**TRAVAIL DEMANDÉ:** Transcrivez mot pour mot l'intégralité du texte sur la figure de la fin chez Kojève et dans l'œuvre de Victor-Lévy Beaulieu.

**TEXTE FOURNI:**
■ ■ ■ ■

Retenons deux choses de la figure de la fin esquissée par Kojève. Premièrement, la fin est déjà présente, selon la stricte logique de la Phénoménologie de l’esprit, du moins virtuellement dans certaines régions historiquement en avance (ce qui exclut le Québec, toujours en manque de reconnaissance) [35]. Deuxièmement, on peut déceler une logique messianique à même cette figure de la fin, notamment à travers la logique de la séparation appelée à retarder l’avènement de cette fin dans ce qu’on peut désigner avec Franz Kafka un « atermoiement infini » de la « Conscience-de-soi ». Ceci nous ramène à Victor-Lévy Beaulieu, car la dimension politique de la figure du Livre se tient dans l’intrication entre promesse d’une oeuvre permettant de fonder l’histoire et imminence de la fin de cette même histoire. L’oeuvre de Beaulieu n’est pas seulement messianique par son principe d’inachèvement, elle l’est aussi parce qu’elle met aux prises deux temps qui se nouent dans la « figure du présent » de l’écriture : le temps du Livre, qui permettrait de sauver le passé déliquescent de l’histoire québécoise ; et le temps de la fin qui préside à cette vaste entreprise de totalisation que constitue l’oeuvre de Beaulieu. Contre toute hantise de la fin, l’écriture est d’abord l’expérience du temps. Non pas de l’instant, mais de tous les temps, « tout à la fois son propre passé et son propre devenir » (NP, 142), dans une historicité renouvelée qui vise à prendre le relais de la « gigantesque anecdote » ayant remplacé l’Histoire (SB, 41). Faisant fi de l’historicisme qui nourrit paradoxalement nombre de ses énoncés sur l’histoire, l’oeuvre de Beaulieu permet ainsi d’entrevoir une expérience de l’énonciation qui se projette sans cesse dans le devenir comme recherche de l’origine. Malgré la somme des énoncés tributaires de la hantise de la fin, l’écriture de Beaulieu fait montre d’une tout autre logique, inconsciente, qui permet de concevoir une historicité proprement québécoise qui échapperait aux apories de l’historicisme.

■ ■ ■ ■

**DONNÉES EXTRAITES:**
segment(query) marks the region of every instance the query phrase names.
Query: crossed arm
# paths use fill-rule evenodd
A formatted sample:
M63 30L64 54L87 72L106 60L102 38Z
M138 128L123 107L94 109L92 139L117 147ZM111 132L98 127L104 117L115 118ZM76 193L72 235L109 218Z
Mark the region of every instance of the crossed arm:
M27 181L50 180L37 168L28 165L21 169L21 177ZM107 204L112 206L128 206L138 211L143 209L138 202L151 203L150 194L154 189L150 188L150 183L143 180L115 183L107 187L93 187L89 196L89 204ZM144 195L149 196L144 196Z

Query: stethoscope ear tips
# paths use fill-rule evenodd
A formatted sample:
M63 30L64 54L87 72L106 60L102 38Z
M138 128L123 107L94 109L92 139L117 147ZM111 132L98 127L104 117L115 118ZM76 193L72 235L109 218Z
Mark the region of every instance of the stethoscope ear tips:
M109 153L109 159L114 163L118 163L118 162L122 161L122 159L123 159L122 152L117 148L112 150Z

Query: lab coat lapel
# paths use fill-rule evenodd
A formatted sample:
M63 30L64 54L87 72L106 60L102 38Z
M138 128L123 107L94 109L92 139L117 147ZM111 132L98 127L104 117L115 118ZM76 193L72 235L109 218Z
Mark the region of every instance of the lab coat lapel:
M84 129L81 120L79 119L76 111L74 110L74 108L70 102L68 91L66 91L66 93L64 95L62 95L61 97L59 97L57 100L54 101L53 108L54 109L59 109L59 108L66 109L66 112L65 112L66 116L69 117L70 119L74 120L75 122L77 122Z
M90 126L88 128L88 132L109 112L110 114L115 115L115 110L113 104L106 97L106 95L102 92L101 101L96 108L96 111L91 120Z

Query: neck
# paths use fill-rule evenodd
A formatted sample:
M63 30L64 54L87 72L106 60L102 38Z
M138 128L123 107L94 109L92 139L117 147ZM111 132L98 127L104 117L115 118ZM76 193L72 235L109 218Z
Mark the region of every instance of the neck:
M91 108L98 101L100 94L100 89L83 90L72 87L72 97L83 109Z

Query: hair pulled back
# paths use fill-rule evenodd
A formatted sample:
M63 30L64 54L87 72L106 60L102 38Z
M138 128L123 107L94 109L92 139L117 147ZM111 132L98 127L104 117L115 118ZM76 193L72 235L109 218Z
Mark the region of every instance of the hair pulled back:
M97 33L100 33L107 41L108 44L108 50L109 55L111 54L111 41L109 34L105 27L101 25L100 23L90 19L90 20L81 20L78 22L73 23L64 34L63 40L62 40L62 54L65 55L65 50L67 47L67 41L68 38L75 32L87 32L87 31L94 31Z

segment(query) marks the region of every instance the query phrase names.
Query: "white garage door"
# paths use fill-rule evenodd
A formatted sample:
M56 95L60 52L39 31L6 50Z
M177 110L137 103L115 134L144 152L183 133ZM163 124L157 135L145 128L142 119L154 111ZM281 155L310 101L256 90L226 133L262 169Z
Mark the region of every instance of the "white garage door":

■ ■ ■ ■

**RÉPONSE ATTENDUE:**
Retenons deux choses de la figure de la fin esquissée par Kojève. Premièrement, la fin est déjà présente, selon la stricte logique de la Phénoménologie de l’esprit, du moins virtuellement dans certaines régions historiquement en avance (ce qui exclut le Québec, toujours en manque de reconnaissance) [35]. Deuxièmement, on peut déceler une logique messianique à même cette figure de la fin, notamment à travers la logique de la séparation appelée à retarder l’avènement de cette fin dans ce qu’on peut désigner avec Franz Kafka un « atermoiement infini » de la « Conscience-de-soi ». Ceci nous ramène à Victor-Lévy Beaulieu, car la dimension politique de la figure du Livre se tient dans l’intrication entre promesse d’une oeuvre permettant de fonder l’histoire et imminence de la fin de cette même histoire. L’oeuvre de Beaulieu n’est pas seulement messianique par son principe d’inachèvement, elle l’est aussi parce qu’elle met aux prises deux temps qui se nouent dans la « figure du présent » de l’écriture : le temps du Livre, qui permettrait de sauver le passé déliquescent de l’histoire québécoise ; et le temps de la fin qui préside à cette vaste entreprise de totalisation que constitue l’oeuvre de Beaulieu. Contre toute hantise de la fin, l’écriture est d’abord l’expérience du temps. Non pas de l’instant, mais de tous les temps, « tout à la fois son propre passé et son propre devenir » (NP, 142), dans une historicité renouvelée qui vise à prendre le relais de la « gigantesque anecdote » ayant remplacé l’Histoire (SB, 41). Faisant fi de l’historicisme qui nourrit paradoxalement nombre de ses énoncés sur l’histoire, l’oeuvre de Beaulieu permet ainsi d’entrevoir une expérience de l’énonciation qui se projette sans cesse dans le devenir comme recherche de l’origine. Malgré la somme des énoncés tributaires de la hantise de la fin, l’écriture de Beaulieu fait montre d’une tout autre logique, inconsciente, qui permet de concevoir une historicité proprement québécoise qui échapperait aux apories de l’historicisme.